### PROBLEM STATEMENT
Pull out every line in the data that has the string "hoodie" in it.

(Referring expression data)

§ §

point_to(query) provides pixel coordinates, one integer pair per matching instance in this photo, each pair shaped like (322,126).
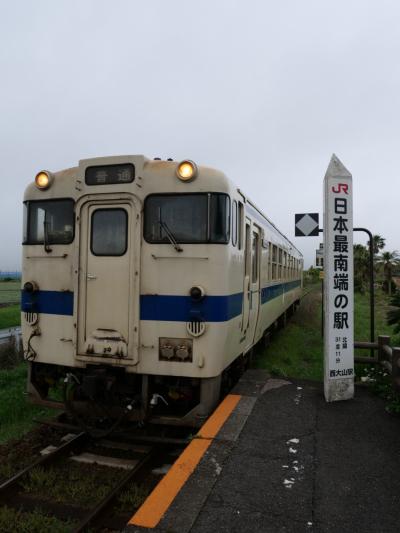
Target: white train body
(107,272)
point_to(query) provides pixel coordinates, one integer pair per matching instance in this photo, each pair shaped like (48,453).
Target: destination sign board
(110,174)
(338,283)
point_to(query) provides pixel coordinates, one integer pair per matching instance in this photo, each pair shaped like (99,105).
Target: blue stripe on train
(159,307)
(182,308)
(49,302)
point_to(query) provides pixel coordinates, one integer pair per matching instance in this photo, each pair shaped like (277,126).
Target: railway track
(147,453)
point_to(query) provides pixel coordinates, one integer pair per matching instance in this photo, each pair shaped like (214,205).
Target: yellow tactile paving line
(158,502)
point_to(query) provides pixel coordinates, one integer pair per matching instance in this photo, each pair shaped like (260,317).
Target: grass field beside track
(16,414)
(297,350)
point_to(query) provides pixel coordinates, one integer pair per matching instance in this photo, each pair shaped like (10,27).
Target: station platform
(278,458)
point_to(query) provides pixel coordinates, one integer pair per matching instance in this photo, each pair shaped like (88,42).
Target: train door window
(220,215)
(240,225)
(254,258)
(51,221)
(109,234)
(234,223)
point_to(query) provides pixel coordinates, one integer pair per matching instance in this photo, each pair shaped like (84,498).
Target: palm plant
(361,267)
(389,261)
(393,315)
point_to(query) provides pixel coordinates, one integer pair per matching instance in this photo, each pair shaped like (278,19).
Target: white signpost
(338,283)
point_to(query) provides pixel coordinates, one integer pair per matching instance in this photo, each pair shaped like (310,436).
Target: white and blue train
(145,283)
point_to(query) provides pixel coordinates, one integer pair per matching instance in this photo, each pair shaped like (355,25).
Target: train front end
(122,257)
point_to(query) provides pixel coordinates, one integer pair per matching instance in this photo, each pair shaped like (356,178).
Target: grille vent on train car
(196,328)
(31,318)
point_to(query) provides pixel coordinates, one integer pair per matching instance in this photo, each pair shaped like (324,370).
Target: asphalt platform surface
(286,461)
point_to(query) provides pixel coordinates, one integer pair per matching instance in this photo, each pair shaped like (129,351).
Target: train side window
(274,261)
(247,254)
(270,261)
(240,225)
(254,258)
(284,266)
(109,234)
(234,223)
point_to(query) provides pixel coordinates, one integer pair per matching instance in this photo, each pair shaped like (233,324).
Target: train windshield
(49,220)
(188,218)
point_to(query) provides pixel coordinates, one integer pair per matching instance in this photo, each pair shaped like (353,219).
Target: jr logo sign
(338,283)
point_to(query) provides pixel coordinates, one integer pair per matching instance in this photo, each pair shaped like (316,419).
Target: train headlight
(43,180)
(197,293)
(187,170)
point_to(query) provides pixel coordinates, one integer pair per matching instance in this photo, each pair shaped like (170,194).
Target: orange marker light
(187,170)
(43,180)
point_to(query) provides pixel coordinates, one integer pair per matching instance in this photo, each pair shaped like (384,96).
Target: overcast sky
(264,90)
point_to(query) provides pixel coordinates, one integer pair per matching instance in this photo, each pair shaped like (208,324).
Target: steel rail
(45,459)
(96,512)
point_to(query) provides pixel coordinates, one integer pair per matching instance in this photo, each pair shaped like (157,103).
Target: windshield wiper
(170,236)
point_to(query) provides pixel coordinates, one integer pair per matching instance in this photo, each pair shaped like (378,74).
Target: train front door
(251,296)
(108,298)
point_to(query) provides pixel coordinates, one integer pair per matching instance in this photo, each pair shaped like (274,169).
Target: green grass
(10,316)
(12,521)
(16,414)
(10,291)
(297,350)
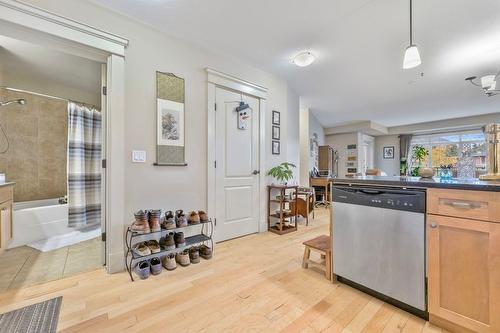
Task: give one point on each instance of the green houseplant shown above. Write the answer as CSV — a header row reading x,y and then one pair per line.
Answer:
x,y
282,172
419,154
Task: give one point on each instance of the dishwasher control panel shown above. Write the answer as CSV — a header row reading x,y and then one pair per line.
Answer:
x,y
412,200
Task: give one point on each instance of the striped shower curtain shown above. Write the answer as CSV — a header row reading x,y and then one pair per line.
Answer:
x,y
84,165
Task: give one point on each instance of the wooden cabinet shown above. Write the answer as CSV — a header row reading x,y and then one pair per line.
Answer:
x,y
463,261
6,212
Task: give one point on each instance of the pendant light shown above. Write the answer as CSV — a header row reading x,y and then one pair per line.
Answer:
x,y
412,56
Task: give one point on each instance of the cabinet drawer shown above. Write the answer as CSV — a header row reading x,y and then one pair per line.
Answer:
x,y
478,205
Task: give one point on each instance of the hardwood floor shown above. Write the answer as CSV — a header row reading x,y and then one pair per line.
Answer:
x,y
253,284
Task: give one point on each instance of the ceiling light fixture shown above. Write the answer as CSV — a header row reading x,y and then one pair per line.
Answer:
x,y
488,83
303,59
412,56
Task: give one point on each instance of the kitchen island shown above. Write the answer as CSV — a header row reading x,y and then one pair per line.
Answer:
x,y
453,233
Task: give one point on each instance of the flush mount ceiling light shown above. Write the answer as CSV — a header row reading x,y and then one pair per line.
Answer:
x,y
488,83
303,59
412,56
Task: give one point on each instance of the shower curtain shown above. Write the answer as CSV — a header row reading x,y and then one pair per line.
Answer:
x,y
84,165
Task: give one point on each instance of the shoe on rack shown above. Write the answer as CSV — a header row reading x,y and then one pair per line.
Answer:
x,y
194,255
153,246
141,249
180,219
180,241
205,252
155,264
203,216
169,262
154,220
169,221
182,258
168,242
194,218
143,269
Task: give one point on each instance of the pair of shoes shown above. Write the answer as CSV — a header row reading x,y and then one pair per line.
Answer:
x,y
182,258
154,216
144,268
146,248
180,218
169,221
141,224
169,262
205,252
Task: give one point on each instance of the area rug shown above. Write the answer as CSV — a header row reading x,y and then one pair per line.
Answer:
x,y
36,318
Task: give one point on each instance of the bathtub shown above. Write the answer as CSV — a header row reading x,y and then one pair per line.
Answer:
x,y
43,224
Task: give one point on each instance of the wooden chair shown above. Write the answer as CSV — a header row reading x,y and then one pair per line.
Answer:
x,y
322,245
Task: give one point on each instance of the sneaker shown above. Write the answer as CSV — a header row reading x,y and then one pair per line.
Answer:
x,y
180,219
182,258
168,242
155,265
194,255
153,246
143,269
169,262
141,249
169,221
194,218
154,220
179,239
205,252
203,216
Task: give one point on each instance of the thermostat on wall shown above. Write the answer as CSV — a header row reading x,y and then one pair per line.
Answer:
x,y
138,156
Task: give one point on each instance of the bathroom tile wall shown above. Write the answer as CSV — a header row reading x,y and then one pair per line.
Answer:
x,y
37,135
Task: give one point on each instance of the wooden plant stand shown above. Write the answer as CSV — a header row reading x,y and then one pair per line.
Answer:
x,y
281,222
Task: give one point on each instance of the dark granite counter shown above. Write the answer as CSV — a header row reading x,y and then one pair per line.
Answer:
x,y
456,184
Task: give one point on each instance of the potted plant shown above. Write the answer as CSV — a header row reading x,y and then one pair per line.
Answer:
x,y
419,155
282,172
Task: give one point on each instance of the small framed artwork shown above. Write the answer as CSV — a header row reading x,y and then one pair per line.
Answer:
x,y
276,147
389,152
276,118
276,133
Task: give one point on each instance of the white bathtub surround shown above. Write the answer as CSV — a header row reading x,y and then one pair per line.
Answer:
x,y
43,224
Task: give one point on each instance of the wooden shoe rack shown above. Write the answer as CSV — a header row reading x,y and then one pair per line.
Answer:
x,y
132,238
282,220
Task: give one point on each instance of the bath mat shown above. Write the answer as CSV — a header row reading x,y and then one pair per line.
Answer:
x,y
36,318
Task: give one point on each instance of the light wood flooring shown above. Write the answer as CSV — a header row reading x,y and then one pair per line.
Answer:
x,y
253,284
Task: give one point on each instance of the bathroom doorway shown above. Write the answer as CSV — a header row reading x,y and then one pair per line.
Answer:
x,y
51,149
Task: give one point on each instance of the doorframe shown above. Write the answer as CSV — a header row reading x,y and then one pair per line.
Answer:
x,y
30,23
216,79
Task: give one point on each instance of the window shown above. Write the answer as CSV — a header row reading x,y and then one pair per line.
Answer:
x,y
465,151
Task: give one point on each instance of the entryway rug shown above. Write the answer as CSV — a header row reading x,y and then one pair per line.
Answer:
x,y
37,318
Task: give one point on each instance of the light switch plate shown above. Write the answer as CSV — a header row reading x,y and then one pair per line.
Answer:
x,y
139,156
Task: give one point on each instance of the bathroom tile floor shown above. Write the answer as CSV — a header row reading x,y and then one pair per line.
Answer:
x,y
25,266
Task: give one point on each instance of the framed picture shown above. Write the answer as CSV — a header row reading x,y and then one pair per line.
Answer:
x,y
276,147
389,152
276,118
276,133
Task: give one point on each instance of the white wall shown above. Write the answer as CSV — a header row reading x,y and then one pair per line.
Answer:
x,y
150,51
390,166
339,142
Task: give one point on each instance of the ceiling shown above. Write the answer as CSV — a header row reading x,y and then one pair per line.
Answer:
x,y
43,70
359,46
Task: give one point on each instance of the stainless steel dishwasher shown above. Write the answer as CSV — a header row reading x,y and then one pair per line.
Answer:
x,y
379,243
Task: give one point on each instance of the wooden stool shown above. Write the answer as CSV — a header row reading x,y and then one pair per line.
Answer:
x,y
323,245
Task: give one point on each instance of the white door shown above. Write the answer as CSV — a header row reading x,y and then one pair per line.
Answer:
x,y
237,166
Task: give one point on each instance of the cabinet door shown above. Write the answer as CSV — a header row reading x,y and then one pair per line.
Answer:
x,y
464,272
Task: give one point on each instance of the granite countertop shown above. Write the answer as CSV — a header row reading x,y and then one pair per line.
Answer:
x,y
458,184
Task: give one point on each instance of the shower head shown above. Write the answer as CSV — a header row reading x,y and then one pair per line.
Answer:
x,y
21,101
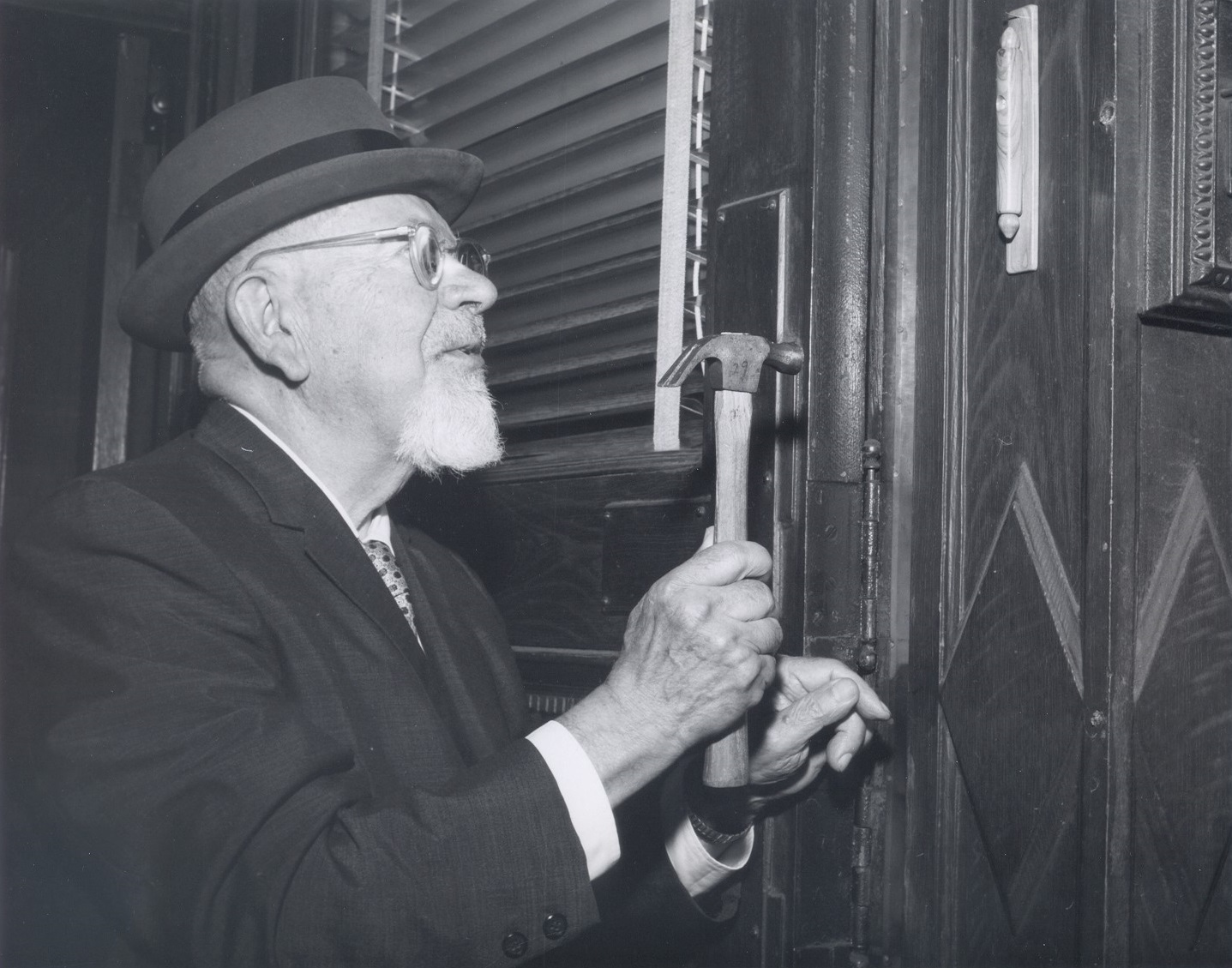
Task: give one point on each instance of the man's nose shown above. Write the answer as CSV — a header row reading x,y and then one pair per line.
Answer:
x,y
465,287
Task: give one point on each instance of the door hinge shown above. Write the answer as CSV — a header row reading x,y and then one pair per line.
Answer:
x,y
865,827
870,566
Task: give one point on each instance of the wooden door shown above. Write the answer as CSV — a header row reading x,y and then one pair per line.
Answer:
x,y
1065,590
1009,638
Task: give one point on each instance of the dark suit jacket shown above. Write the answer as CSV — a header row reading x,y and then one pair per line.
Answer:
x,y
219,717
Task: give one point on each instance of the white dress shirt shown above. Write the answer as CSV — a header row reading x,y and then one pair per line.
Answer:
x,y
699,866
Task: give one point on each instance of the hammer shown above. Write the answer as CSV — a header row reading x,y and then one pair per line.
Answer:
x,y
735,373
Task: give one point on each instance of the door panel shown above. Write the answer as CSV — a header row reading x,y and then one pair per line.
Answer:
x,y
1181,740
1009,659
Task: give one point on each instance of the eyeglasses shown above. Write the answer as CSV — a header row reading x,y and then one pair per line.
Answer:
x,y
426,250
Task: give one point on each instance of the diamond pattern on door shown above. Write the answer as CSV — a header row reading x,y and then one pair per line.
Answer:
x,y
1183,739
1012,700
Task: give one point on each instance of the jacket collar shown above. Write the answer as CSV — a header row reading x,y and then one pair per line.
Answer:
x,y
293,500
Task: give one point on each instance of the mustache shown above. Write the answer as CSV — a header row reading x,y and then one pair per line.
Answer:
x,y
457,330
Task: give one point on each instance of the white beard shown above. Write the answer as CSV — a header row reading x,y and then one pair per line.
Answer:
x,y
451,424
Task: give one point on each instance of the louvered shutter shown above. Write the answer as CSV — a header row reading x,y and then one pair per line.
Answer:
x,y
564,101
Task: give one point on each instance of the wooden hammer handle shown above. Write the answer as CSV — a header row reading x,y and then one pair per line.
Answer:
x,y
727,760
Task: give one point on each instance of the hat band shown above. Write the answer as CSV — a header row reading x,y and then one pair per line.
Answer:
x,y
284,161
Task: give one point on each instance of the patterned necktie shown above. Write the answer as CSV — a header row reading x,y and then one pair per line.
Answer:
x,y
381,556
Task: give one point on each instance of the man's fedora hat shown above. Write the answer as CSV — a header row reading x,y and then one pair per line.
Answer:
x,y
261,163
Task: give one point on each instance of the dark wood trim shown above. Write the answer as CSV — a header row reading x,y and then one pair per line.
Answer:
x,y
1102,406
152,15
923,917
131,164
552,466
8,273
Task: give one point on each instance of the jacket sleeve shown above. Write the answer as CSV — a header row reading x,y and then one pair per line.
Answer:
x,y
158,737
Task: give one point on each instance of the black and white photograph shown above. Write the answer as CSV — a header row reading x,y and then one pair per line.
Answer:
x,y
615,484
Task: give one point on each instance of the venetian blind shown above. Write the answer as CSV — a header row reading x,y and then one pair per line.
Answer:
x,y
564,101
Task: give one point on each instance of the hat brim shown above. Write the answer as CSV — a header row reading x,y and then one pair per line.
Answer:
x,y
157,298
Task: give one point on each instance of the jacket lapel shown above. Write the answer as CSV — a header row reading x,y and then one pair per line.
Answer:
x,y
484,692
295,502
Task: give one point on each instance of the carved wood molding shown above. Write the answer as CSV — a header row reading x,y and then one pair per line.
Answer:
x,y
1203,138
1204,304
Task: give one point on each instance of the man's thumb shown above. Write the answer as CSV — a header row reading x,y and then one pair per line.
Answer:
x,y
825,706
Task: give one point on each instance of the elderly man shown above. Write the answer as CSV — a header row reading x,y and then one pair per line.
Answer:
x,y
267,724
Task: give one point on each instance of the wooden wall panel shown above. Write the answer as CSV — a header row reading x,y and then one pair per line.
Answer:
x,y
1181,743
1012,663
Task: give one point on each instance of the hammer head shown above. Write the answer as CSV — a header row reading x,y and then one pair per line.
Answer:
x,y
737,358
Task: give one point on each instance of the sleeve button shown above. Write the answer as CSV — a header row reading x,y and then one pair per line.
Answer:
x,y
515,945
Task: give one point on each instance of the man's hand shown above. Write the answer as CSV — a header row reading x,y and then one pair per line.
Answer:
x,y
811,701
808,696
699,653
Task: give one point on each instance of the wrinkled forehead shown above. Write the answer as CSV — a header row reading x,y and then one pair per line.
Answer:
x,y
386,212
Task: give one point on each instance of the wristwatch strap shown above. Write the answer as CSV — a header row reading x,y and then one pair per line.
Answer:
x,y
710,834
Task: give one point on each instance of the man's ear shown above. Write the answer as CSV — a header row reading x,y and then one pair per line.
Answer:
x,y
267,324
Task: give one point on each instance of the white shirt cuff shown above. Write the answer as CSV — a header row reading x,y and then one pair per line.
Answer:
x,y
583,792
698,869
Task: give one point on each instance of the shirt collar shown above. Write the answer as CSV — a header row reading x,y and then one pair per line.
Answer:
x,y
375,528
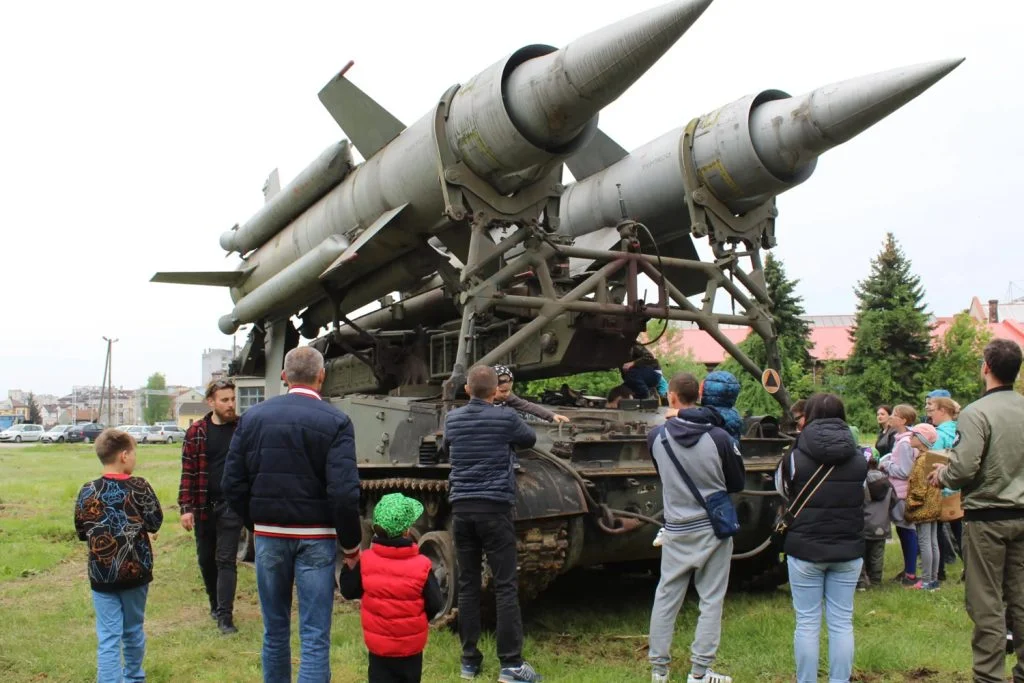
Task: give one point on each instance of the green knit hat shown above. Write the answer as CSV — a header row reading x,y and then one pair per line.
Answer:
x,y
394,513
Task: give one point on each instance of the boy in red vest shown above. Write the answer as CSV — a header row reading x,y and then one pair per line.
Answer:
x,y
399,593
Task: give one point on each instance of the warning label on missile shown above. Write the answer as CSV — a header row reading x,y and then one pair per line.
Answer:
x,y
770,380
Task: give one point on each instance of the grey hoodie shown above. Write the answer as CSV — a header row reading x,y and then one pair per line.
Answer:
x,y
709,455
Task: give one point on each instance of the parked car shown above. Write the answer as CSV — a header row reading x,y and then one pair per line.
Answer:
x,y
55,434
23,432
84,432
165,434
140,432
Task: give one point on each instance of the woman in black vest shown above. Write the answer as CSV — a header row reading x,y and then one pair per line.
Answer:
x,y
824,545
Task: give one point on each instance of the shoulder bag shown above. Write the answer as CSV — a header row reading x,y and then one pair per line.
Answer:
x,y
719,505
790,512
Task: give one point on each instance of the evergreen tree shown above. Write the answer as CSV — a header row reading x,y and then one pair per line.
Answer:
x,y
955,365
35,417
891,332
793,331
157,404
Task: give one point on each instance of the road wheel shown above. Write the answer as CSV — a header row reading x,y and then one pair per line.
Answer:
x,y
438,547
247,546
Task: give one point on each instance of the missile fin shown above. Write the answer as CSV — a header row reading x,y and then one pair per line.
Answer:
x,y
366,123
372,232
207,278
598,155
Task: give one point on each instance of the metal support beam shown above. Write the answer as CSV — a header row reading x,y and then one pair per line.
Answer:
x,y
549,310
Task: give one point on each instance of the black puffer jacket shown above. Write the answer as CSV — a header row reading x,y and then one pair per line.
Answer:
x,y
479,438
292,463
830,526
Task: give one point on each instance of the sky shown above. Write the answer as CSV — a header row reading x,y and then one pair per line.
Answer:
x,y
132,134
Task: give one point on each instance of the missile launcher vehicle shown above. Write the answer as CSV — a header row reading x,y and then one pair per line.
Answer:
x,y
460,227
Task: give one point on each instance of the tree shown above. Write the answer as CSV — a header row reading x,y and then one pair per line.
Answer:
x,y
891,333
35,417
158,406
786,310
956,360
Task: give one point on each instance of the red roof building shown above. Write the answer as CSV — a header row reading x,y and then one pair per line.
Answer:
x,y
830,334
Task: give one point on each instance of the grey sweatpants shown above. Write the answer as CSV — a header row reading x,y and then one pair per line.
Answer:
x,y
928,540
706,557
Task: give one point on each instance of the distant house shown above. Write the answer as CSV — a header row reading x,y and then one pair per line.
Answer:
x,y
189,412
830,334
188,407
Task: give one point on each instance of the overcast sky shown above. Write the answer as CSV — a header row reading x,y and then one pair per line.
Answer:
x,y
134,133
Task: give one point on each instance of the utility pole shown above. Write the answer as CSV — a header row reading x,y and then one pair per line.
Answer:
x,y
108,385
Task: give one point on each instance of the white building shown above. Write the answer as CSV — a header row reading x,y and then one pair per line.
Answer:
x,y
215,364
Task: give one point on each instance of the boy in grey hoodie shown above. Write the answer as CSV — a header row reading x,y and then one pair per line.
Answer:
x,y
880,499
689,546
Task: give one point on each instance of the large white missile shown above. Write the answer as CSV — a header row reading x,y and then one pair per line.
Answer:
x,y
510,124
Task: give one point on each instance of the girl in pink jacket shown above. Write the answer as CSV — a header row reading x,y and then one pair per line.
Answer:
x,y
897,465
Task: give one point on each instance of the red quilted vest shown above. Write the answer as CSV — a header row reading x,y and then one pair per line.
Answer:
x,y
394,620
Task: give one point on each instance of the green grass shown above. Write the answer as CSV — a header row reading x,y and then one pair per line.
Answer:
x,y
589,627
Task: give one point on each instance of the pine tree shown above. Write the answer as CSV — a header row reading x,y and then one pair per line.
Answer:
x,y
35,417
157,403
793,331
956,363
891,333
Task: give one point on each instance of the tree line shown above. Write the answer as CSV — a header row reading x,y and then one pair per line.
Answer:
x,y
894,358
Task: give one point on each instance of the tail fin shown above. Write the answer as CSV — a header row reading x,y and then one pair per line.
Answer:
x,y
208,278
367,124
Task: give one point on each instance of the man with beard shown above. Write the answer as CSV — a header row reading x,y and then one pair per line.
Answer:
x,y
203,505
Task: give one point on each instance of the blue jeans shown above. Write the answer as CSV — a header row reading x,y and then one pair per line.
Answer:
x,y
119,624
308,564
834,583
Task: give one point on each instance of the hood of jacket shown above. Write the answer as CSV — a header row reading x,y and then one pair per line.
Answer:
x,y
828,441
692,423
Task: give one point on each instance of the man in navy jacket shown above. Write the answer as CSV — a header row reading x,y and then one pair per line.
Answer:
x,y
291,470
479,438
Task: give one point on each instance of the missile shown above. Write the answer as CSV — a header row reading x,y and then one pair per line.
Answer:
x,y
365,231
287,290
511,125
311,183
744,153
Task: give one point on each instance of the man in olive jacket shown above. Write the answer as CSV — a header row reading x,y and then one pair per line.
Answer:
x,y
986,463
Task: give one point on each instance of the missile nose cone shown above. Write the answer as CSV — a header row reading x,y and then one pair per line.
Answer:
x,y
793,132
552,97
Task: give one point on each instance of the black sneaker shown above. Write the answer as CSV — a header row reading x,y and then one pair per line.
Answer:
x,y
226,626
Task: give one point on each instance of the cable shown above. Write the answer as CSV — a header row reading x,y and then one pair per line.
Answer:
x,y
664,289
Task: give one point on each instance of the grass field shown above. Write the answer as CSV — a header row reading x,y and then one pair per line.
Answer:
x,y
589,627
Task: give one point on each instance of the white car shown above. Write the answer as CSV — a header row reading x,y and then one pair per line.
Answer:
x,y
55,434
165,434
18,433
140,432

§ §

### REPLY
Task: give one point on each instance of the grey hoodie shown above. Write the answer as CSV — a header row reading x,y and then one pair per line.
Task: give one point on each instance of the boy in grey hoodie shown above. Write the answer as CSV — a header row reading x,y and then one pair per line.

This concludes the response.